Work instructions:
Your task is to reproduce exactly the lines from the line with "Could you please pick out the man's head" through the end of the records below.

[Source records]

— Begin —

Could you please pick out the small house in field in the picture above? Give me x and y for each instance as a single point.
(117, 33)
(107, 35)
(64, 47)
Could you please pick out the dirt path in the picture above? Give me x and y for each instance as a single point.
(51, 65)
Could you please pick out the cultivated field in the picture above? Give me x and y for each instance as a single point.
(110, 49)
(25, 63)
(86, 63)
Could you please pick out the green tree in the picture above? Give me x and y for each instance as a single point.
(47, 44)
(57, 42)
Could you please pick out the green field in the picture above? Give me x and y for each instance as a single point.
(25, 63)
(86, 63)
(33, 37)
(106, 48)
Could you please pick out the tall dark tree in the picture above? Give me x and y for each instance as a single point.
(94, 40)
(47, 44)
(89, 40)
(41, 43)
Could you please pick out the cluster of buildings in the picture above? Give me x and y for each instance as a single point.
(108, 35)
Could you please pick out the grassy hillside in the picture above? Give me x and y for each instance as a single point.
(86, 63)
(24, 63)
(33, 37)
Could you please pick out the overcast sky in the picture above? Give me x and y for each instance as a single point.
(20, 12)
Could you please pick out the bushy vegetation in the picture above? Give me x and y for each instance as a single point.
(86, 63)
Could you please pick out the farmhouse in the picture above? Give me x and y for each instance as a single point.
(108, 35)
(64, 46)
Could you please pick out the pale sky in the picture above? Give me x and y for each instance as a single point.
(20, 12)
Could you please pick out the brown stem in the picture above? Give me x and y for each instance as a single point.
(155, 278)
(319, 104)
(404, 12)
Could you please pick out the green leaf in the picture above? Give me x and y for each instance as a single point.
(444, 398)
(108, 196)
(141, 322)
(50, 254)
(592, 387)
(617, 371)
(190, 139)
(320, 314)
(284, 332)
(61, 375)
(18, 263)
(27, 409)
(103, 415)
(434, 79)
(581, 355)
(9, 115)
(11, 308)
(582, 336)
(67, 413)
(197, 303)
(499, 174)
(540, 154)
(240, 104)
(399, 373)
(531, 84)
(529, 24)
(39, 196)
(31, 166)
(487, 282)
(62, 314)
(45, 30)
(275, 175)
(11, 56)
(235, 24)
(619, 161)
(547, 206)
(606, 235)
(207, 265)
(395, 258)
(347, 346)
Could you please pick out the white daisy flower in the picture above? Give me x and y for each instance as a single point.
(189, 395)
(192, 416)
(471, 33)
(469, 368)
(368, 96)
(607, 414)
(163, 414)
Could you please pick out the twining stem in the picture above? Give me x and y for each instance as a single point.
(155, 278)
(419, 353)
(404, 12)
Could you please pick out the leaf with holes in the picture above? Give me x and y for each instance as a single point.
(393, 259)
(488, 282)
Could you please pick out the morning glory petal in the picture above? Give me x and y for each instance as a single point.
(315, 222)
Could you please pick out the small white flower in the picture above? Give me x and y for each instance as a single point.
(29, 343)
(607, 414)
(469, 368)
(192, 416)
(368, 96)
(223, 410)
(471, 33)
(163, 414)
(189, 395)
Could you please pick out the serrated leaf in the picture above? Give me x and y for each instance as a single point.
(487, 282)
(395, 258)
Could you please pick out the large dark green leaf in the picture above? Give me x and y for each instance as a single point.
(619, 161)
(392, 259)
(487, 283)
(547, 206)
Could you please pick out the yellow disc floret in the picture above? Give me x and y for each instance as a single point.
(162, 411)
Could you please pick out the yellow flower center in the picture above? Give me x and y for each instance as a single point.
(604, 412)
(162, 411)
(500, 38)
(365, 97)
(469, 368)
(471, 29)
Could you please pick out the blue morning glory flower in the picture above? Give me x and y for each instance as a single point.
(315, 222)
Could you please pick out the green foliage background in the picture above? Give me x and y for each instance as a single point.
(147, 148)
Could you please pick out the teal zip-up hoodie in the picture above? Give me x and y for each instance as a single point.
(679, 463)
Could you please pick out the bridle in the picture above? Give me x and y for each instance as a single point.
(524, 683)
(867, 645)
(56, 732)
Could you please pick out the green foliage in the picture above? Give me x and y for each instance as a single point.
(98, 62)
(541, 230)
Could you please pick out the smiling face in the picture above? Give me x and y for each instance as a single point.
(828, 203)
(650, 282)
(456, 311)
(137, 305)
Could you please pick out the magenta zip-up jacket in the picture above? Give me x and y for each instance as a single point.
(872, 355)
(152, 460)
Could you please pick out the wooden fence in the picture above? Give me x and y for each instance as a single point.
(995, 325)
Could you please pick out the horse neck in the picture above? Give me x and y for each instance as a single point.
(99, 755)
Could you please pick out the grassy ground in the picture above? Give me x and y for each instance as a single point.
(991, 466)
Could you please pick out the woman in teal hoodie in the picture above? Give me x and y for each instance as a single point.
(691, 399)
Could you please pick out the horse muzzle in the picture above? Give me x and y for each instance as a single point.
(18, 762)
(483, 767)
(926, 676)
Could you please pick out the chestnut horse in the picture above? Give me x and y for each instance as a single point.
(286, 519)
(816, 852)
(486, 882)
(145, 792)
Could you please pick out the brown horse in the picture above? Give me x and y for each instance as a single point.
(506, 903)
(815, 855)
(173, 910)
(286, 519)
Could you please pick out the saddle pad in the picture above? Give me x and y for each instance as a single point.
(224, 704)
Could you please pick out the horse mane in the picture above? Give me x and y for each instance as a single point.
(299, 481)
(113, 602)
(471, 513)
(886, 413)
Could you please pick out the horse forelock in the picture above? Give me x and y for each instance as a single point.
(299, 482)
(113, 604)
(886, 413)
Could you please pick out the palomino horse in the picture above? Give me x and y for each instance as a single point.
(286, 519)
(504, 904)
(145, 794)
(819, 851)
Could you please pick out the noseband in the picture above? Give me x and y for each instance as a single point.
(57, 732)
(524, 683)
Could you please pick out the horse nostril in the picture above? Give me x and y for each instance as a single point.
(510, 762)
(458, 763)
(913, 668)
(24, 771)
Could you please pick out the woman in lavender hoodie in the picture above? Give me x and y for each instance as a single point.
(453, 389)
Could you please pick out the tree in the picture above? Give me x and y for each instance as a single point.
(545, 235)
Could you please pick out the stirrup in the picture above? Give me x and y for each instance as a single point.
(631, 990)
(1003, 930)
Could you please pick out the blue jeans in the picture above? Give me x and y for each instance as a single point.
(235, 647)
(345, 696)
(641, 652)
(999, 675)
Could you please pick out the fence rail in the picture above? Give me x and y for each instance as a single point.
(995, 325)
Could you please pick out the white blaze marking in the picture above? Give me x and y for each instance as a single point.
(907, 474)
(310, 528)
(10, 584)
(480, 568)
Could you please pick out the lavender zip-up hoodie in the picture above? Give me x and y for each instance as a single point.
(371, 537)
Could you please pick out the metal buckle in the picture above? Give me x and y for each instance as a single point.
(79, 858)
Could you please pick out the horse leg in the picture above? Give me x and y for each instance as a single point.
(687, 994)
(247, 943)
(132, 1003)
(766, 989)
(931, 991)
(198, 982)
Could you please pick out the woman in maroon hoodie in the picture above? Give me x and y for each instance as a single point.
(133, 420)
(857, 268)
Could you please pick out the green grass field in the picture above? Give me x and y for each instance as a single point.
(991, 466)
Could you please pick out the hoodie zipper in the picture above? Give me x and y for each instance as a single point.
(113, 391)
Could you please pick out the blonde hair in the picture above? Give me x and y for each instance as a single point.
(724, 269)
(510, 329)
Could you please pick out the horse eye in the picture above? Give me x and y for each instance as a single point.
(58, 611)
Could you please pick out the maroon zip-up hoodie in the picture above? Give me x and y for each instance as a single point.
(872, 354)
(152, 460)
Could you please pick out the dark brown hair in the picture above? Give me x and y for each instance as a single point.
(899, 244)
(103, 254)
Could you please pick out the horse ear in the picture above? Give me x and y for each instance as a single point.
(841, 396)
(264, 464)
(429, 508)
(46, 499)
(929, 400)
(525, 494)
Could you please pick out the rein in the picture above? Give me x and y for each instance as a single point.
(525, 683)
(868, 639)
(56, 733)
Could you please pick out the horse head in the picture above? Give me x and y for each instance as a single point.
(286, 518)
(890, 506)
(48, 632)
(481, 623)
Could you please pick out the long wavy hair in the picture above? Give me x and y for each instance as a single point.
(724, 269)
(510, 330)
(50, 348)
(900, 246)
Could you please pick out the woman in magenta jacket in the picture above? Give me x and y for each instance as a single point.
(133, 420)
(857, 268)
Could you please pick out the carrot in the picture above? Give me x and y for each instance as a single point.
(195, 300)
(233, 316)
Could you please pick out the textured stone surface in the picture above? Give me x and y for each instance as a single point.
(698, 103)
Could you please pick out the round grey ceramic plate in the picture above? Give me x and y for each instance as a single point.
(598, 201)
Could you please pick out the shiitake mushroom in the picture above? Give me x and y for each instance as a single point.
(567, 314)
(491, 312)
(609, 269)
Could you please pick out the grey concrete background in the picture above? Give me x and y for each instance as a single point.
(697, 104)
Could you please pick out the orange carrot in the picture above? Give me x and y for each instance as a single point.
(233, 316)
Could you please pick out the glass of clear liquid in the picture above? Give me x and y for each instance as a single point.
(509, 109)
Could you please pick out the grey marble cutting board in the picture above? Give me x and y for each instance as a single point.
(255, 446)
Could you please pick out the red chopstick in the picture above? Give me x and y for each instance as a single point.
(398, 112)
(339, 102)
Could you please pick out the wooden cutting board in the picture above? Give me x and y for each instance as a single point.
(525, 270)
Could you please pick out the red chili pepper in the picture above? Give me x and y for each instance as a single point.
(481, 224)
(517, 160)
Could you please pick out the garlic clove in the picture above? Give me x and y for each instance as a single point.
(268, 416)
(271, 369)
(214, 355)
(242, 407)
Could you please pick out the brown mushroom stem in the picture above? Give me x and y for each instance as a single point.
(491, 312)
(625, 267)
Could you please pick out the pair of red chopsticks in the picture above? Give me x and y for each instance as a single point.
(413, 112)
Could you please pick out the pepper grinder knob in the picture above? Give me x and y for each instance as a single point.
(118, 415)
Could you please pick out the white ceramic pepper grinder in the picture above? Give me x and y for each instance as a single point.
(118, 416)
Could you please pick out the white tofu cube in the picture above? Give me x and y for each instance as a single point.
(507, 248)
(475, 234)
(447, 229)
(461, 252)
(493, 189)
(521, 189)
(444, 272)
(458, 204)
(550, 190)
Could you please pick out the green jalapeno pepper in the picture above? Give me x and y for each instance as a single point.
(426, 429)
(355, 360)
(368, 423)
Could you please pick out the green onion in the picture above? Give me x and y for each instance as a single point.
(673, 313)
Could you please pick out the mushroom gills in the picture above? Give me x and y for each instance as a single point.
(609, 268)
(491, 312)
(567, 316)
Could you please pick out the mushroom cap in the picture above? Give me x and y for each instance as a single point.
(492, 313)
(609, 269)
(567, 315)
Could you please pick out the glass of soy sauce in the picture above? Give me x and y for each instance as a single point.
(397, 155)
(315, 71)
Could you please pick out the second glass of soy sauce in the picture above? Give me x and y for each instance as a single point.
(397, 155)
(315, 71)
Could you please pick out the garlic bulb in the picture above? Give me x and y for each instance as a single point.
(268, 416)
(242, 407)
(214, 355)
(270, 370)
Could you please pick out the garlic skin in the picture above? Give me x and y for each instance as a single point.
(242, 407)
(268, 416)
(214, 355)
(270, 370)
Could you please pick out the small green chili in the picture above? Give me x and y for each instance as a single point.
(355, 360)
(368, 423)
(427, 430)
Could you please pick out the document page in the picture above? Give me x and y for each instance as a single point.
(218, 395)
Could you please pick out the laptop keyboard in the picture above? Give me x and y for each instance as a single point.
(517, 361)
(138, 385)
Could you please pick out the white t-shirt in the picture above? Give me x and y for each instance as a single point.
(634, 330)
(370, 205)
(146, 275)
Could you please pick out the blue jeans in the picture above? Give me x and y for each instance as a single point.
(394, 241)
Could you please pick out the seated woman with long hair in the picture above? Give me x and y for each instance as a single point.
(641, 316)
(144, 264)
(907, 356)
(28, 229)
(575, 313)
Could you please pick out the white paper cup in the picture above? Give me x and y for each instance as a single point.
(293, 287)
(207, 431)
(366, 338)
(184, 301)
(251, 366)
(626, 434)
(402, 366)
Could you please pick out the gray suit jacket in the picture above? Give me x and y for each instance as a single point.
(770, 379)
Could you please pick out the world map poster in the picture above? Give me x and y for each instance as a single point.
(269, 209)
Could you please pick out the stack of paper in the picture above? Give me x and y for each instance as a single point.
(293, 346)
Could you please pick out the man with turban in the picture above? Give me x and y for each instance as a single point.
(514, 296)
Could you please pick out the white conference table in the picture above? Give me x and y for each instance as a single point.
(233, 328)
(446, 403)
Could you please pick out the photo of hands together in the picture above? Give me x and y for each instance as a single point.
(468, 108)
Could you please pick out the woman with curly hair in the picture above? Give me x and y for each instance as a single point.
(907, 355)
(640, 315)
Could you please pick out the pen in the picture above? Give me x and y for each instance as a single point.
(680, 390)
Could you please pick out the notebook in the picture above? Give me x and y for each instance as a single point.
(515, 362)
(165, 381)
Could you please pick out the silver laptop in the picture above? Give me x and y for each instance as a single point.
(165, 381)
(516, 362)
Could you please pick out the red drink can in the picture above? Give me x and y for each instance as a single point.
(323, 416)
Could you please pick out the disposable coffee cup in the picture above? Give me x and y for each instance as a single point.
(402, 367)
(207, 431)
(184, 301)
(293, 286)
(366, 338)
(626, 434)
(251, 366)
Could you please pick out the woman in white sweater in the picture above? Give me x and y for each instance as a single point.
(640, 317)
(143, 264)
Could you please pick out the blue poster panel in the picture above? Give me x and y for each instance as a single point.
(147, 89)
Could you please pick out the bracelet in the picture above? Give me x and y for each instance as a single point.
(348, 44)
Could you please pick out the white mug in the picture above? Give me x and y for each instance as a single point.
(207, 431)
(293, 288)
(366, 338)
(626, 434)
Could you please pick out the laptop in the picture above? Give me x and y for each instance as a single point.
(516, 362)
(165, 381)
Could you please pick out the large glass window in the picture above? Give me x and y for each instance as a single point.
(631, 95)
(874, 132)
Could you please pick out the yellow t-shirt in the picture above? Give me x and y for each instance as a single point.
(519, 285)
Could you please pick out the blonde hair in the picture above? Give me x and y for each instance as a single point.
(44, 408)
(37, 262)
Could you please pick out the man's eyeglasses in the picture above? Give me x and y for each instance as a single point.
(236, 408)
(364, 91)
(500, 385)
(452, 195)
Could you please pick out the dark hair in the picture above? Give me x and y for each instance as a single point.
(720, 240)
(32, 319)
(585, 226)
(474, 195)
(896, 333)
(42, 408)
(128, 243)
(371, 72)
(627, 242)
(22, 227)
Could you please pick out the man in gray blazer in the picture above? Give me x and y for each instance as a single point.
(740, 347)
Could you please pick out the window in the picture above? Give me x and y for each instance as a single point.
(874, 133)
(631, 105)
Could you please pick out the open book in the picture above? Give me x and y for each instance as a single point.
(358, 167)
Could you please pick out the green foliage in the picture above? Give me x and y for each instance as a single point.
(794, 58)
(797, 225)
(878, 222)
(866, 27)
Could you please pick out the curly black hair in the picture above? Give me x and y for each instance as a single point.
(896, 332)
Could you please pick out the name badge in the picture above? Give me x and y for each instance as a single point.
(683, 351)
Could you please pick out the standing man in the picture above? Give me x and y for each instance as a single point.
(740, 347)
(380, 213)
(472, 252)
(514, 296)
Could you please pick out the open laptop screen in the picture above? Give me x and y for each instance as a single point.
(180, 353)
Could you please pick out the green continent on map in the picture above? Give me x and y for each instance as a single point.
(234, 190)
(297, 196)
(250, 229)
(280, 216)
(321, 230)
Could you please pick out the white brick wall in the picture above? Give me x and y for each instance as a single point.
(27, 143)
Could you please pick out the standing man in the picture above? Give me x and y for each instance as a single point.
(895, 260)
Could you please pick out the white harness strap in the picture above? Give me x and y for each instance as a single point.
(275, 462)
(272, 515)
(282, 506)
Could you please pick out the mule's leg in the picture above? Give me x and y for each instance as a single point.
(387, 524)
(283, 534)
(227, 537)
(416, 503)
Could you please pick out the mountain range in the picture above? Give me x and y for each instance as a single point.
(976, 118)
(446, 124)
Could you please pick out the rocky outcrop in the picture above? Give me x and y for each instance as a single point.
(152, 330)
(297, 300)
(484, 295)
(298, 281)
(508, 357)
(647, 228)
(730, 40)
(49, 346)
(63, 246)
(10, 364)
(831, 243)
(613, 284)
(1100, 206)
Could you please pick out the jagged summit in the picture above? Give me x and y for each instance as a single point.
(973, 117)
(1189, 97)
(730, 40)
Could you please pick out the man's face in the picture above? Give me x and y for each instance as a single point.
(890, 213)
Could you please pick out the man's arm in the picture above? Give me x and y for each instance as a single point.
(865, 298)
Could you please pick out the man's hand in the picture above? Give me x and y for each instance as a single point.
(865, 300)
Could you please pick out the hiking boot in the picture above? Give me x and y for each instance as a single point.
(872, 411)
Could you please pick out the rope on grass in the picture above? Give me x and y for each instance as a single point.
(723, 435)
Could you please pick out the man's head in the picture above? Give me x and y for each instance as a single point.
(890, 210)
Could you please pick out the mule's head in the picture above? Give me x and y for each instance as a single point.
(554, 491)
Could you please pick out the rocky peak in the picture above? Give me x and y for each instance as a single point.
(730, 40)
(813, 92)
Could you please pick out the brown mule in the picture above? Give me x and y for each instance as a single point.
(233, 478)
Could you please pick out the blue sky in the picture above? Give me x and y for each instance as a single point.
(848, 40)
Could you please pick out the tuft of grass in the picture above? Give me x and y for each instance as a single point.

— End —

In response:
Could you please pick out the man's head in the picture above? Give me x and y for each instance as a single point.
(890, 210)
Could you please pick out the mule's head in the picture above? Give me x and y for each instance as a single point.
(554, 491)
Could you please pick out the rocky peak in the picture above? Give me x and y for each instance as a single point.
(730, 40)
(813, 92)
Could you please pick out the brown mule in the picture above? Give me x and y for each instance as a single point.
(233, 478)
Could you please pick out the blue sky in the picture above? Give me x and y for each instance as a single point.
(848, 40)
Could you please pick out the tuft of grass in the picture above? Give me x and y for each instance as a single point.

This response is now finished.